Requirement: Search the listing for the word "reflection". Copy every line where it is found.

[Supplied records Boundary: Start]

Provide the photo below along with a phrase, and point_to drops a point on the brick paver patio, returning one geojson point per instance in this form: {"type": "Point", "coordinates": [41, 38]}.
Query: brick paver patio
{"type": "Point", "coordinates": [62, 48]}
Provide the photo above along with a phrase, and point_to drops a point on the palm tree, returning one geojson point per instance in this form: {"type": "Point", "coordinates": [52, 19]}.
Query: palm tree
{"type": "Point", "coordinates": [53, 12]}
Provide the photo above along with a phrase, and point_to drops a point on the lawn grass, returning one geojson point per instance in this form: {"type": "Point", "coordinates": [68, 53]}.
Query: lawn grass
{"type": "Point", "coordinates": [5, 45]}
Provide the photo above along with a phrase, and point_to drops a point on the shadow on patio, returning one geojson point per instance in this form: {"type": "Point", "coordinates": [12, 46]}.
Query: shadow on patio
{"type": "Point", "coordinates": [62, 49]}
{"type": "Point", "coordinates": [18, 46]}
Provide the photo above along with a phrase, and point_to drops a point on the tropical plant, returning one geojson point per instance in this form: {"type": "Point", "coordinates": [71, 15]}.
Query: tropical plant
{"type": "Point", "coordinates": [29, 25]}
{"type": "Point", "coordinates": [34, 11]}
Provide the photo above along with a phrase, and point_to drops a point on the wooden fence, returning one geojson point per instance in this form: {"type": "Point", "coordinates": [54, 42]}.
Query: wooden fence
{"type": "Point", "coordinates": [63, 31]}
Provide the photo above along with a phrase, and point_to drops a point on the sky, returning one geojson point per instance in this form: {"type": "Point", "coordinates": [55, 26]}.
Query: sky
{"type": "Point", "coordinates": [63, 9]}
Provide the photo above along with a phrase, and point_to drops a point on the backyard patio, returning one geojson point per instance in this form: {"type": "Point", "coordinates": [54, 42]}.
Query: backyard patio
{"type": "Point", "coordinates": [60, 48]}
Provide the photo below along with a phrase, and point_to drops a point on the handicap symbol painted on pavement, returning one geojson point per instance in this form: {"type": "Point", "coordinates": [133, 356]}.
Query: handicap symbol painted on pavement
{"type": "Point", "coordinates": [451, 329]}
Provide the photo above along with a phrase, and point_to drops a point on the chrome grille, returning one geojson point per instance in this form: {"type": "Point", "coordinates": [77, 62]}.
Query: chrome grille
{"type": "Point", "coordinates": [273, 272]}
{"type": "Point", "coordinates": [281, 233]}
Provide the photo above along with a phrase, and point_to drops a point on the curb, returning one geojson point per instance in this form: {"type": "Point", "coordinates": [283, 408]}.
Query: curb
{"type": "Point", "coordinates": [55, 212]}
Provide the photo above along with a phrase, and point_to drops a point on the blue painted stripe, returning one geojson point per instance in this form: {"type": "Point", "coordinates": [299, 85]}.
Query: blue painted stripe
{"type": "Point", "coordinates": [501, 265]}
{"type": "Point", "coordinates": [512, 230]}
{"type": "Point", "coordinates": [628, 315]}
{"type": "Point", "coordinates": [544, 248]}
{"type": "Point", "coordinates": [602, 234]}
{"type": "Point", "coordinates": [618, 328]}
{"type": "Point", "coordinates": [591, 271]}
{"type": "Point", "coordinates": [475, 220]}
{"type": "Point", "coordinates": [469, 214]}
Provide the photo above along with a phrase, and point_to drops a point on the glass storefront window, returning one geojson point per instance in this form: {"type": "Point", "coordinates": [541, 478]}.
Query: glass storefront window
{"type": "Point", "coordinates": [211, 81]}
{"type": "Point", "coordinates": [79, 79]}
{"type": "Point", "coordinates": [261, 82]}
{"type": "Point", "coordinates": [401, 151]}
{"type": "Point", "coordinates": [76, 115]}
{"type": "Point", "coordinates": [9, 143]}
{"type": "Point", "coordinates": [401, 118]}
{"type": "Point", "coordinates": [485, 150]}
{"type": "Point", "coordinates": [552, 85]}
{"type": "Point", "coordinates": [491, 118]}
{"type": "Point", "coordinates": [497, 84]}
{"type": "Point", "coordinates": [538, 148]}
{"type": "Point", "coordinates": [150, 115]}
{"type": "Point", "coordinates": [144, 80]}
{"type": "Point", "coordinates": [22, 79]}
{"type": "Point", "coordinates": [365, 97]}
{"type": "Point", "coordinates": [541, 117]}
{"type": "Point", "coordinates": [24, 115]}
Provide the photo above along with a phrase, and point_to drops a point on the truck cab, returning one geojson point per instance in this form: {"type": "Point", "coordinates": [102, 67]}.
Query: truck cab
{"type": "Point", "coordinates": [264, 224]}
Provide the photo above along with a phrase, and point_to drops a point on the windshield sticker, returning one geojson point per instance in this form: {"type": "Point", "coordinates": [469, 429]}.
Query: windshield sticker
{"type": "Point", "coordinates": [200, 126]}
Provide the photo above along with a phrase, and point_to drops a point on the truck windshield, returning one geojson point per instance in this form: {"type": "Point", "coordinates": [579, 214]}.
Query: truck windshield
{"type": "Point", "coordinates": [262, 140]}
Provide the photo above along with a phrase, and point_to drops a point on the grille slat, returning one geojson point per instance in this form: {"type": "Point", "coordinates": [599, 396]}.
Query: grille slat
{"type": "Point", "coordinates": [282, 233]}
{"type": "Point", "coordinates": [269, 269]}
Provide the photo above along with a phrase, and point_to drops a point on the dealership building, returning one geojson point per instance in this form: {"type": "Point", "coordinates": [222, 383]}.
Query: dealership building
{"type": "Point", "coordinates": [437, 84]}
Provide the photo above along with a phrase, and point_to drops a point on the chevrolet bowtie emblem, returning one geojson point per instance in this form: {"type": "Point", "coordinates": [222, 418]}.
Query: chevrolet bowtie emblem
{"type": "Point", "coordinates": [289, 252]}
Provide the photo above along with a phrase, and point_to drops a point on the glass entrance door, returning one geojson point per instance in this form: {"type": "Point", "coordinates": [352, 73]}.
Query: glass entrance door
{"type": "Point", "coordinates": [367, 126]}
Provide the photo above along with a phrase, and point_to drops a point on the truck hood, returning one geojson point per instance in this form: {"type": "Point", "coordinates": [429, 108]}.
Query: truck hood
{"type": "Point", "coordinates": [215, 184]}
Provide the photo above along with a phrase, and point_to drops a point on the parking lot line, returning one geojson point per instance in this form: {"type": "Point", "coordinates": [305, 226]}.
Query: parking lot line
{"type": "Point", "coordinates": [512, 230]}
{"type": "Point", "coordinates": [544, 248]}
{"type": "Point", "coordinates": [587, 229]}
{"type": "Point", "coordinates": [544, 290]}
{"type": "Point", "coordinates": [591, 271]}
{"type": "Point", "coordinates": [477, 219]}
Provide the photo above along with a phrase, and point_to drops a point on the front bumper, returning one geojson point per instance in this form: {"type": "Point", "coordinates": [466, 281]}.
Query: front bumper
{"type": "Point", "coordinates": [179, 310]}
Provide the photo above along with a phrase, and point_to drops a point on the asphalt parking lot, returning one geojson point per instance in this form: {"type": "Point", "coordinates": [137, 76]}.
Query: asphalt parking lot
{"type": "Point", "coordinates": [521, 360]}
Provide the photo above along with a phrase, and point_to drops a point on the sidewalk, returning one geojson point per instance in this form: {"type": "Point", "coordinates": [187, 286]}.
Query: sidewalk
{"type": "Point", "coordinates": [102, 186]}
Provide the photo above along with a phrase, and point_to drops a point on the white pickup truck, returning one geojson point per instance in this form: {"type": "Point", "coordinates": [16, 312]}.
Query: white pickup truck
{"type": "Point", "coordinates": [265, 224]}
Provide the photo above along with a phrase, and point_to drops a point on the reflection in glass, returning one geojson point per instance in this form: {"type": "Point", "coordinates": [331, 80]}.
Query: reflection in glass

[Supplied records Boundary: End]

Exercise output:
Provide the photo above along with a phrase, and point_to drops a point on the reflection in glass, returning one geojson point per instance in this form: {"type": "Point", "coordinates": [331, 80]}.
Query: reflection in glass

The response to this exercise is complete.